Exercise. Copy the records below verbatim, starting at the line with "det: red sleeve" and continuing through the last line of the records, with both of those lines included.

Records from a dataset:
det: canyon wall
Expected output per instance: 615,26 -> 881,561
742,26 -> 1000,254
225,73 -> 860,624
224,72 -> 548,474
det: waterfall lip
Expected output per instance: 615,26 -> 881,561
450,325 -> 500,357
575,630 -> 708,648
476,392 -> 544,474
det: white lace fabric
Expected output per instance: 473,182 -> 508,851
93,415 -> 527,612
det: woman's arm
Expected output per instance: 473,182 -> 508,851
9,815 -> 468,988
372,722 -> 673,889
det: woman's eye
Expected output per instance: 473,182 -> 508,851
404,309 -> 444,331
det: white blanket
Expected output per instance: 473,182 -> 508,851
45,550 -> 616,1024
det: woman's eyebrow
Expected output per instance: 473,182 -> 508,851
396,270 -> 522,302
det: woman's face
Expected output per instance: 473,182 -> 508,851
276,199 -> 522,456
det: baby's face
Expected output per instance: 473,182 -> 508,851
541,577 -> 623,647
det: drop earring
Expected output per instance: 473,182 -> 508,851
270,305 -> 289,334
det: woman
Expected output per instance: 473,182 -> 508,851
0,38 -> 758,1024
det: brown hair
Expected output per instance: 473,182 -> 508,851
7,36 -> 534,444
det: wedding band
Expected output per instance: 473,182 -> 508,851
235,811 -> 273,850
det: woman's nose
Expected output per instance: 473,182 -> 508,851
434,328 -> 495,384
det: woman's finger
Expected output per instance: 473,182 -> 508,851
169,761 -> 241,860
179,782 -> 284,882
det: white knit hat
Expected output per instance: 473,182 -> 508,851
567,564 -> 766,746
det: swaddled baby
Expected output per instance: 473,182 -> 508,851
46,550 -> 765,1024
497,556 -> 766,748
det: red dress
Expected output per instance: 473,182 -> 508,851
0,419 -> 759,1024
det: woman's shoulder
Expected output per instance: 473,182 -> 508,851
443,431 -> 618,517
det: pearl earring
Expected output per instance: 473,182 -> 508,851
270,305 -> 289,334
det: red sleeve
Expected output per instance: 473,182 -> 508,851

Result of the task.
det: red sleeve
Expected output per instance: 473,182 -> 508,851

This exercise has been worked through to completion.